Task goal:
Please retype the data that follows, starting at the line containing "Dear assistant, the user would like the green flag" and stopping after the last line.

Listed records:

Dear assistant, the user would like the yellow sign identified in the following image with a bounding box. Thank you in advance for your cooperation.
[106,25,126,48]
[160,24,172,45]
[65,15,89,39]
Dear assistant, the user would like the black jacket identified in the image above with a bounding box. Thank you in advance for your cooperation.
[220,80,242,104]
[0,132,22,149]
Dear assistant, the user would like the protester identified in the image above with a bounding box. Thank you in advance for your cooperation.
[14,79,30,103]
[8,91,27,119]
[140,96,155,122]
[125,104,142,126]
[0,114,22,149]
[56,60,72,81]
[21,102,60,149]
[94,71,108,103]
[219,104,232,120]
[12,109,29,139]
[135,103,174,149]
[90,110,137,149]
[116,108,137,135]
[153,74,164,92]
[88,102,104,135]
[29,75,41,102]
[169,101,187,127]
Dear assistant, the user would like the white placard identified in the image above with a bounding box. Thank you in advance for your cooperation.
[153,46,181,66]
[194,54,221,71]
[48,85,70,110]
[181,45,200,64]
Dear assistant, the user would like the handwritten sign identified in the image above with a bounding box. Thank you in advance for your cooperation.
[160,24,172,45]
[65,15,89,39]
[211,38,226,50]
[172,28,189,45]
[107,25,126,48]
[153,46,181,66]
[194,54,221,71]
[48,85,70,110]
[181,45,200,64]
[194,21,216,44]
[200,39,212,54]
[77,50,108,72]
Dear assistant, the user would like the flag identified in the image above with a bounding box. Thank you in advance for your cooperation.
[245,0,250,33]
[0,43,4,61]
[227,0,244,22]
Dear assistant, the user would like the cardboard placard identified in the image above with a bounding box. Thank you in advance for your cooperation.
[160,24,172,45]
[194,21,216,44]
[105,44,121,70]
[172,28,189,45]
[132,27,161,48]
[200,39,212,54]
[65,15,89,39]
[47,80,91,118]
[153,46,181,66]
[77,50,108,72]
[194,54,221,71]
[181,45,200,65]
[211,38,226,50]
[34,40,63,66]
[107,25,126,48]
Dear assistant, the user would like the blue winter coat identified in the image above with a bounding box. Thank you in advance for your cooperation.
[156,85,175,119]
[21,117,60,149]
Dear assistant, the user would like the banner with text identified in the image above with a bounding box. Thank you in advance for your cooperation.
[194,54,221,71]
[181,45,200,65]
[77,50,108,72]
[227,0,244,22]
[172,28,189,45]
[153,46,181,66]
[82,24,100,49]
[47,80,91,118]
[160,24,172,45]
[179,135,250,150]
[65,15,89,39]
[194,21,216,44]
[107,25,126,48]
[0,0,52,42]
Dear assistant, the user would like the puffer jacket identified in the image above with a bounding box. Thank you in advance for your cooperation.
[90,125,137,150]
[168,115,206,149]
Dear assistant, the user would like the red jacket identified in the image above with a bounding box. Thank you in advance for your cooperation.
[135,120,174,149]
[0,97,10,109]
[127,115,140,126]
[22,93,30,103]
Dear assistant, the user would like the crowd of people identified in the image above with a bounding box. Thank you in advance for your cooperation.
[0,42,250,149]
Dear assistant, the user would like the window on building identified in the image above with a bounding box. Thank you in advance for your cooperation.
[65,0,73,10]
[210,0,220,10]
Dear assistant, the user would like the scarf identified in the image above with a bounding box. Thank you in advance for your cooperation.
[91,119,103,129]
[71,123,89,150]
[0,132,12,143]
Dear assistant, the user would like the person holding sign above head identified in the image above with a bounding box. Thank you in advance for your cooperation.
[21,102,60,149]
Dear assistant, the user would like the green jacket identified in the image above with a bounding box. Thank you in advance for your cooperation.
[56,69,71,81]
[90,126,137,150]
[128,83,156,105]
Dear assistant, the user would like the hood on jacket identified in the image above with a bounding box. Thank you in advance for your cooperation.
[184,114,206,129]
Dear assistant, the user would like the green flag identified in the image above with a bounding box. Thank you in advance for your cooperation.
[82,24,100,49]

Reply:
Dear assistant, the user would like the green flag identified in the image above with a bounding box. Thank you in advance for your cooperation.
[82,24,100,49]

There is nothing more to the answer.